Passage =>
You are viewing a plain text version of this content. The canonical link for it is here.
Posted to users@subversion.apache.org by Phil Endecott <sp...@chezphil.org> on 2005/11/09 20:05:25 UTC
Update from post-commit hook
Dear All,
I have been thinking about using a post-commit hook to keep a public
"latest snapshot" of part of the repository up to date. This could be
as simple as putting
cd /latest/snapshot/; svn update
in the post-commit hook. I've done some quick experiments which have
not been very sucessful, so I have some questions:
- Where do error messages from the hook scripts go? (Using Apache.)
- Access is normally via Apache; is the nested call to svn OK, or does
/latest/snapshot/ need to be a file: checkout, or what? (One of my
experiments led to a runaway svn process, making me think that something
recursive was going on.)
- (Possibly related to the above:) I rquire HTTP AUTH for both read and
write to the repository. How can the apache user, who runs the hook
script, authenticate itself in the nested call?
- Only part of the repository is being tracked in this snapshot. I
could make the update conditional by checking if it has changed using
svnlook, maybe something like: "snvlook changed | grep -q something ||
svn update". But maybe an svn update when nothing has changed is just
as fast - any comments?
- I don't want this to slow down commits if I can help it. Is it OK to
background the hook script, i.e. to have "svn update &" in the
post-commit file?
Any suggestions much appreciated.
--Phil.
---------------------------------------------------------------------
To unsubscribe, e-mail: users-unsubscribe@subversion.tigris.org
For additional commands, e-mail: users-help@subversion.tigris.org
Re: Update from post-commit hook
Posted by Dominic Anello <da...@danky.com>.
On 2005-11-15 08:05:55 -0700, Mark Parker wrote:
> Ryan Schmidt wrote:
> >It should be ok, but I would recommend using a file:/// checkout
> >instead because it will be faster. Make sure you have a FSFS
> >repository, as BDB repositories have problems with concurrent access
> >over different protocols.
>
> No, BDB doesn't have problems with multiple access methods (or at least
> any problems that FSFS doesn't have). You run into problems when process
> A creates files in the repository (usually logs for BDB) that are
> unreadable/unwriteable for process B. This is (as far as I understand)
> MORE likely to happen with FSFS, because EVERY COMMIT is GUARANTEED to
> create one or more new files in the repository, while BDB logfiles are
> only created when the last one fills up.
>
> I've taken my information from the book
> (http://svnbook.red-bean.com/nightly/en/svn.serverconfig.multimethod.html),
> and if I've misinterpreted something here, please feel free to correct me.
>
> Mark
BDB will create and log a transaction for reads as well as writes, so
it's possible for a "read only" operation such as svnlook or svnadmin
verify to generate a new log file. I've personally wedged my repository
by carelessly running verify as root, for example.
You can try it yourself:
[svn@lynx ~/ec-svn/repo/db]$ ls -l log.*
-rw-rw-r-- 1 svn svn 1046553 Nov 14 15:17 log.0000002124
-rw-rw-r-- 1 svn svn 941420 Nov 15 13:47 log.0000002125
[svn@lynx ~/ec-svn/repo/db]$ svnlook history .. /trunk > /dev/null
[svn@lynx ~/ec-svn/repo/db]$ ls -l log.*
-rw-rw-r-- 1 svn svn 1046553 Nov 14 15:17 log.0000002124
-rw-rw-r-- 1 svn svn 954652 Nov 15 13:56 log.0000002125
Note that log.0000002125 grew by about 13k just from a simple list. A
verify on a large repo can easily roll the log over many times.

Given data =>
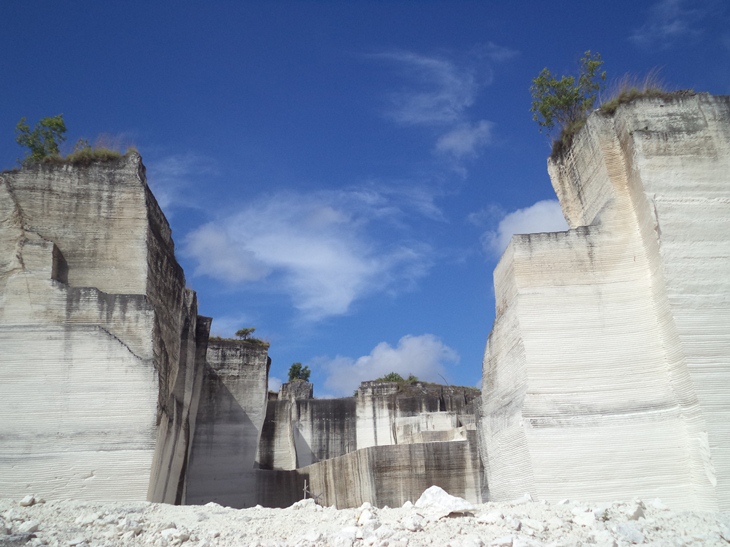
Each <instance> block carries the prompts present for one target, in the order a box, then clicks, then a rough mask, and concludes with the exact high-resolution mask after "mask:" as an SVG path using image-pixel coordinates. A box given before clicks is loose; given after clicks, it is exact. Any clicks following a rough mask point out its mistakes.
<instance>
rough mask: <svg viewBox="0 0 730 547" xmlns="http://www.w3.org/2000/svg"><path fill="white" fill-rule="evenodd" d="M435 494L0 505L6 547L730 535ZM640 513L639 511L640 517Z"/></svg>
mask: <svg viewBox="0 0 730 547" xmlns="http://www.w3.org/2000/svg"><path fill="white" fill-rule="evenodd" d="M438 490H440V489H438ZM438 490H435V489H434V490H432V491H431V492H428V495H426V496H424V497H423V500H419V502H422V503H420V507H419V506H418V505H419V504H416V505H412V506H410V507H407V508H394V509H390V508H383V509H378V508H376V507H372V506H371V505H370V504H363V505H362V506H361V507H358V508H356V509H343V510H337V509H334V508H332V507H321V506H319V505H317V504H315V503H314V502H313V501H312V500H304V501H302V502H298V503H297V504H295V505H294V506H292V507H289V508H287V509H268V508H263V507H260V506H259V507H253V508H248V509H232V508H229V507H223V506H221V505H218V504H215V503H209V504H206V505H203V506H200V505H197V506H196V505H189V506H174V505H167V504H157V503H148V502H91V501H69V500H65V501H48V502H45V503H36V504H33V505H21V503H20V500H11V499H0V545H4V544H8V545H16V544H17V545H30V546H40V545H49V546H54V547H56V546H58V547H62V546H63V547H66V546H73V545H77V546H92V545H94V546H99V547H102V546H109V547H112V546H134V545H140V546H155V547H165V546H170V547H172V546H180V545H183V546H185V547H188V546H189V547H234V546H236V547H238V546H261V547H273V546H289V545H291V546H297V547H314V546H346V547H353V546H357V547H360V546H381V545H382V546H385V545H388V546H389V547H395V546H399V545H400V546H403V547H405V546H408V547H418V546H422V545H423V546H425V545H430V546H433V545H435V546H439V547H447V546H453V547H457V546H458V547H546V546H554V547H561V546H562V547H568V546H571V547H572V546H579V545H595V546H602V547H603V546H605V547H619V546H629V545H632V544H647V545H655V546H659V545H661V546H665V545H666V546H673V545H688V546H691V545H696V546H720V545H723V546H727V545H728V543H729V541H728V539H729V538H730V513H712V512H677V511H673V510H671V509H668V508H666V506H664V505H663V503H661V502H660V501H654V502H650V503H646V504H644V503H642V502H640V501H638V500H632V501H627V502H613V503H602V504H591V503H577V502H567V503H564V504H561V505H558V504H549V503H543V502H535V501H532V502H525V503H522V504H519V505H515V504H497V503H486V504H479V505H471V504H468V502H464V500H461V501H459V499H458V498H454V497H453V496H449V495H448V494H447V493H446V492H444V491H443V490H441V491H440V492H439V491H438ZM434 507H435V508H439V507H440V508H441V509H440V511H441V512H443V511H444V510H446V509H450V508H458V510H457V511H456V512H451V515H450V517H448V518H446V517H445V518H439V519H430V518H426V513H427V512H428V511H429V509H433V508H434ZM466 507H469V510H468V511H467V510H466ZM637 508H639V509H641V511H642V512H643V515H641V516H637ZM632 517H636V519H635V520H631V518H632Z"/></svg>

Problem description => Output the section of the Subversion mailing-list thread that begins at the words "On 2005-11-15 08:05:55" and ends after the words "one fills up.", copied character for character.

Response to this task =>
On 2005-11-15 08:05:55 -0700, Mark Parker wrote:
> Ryan Schmidt wrote:
> >It should be ok, but I would recommend using a file:/// checkout
> >instead because it will be faster. Make sure you have a FSFS
> >repository, as BDB repositories have problems with concurrent access
> >over different protocols.
>
> No, BDB doesn't have problems with multiple access methods (or at least
> any problems that FSFS doesn't have). You run into problems when process
> A creates files in the repository (usually logs for BDB) that are
> unreadable/unwriteable for process B. This is (as far as I understand)
> MORE likely to happen with FSFS, because EVERY COMMIT is GUARANTEED to
> create one or more new files in the repository, while BDB logfiles are
> only created when the last one fills up.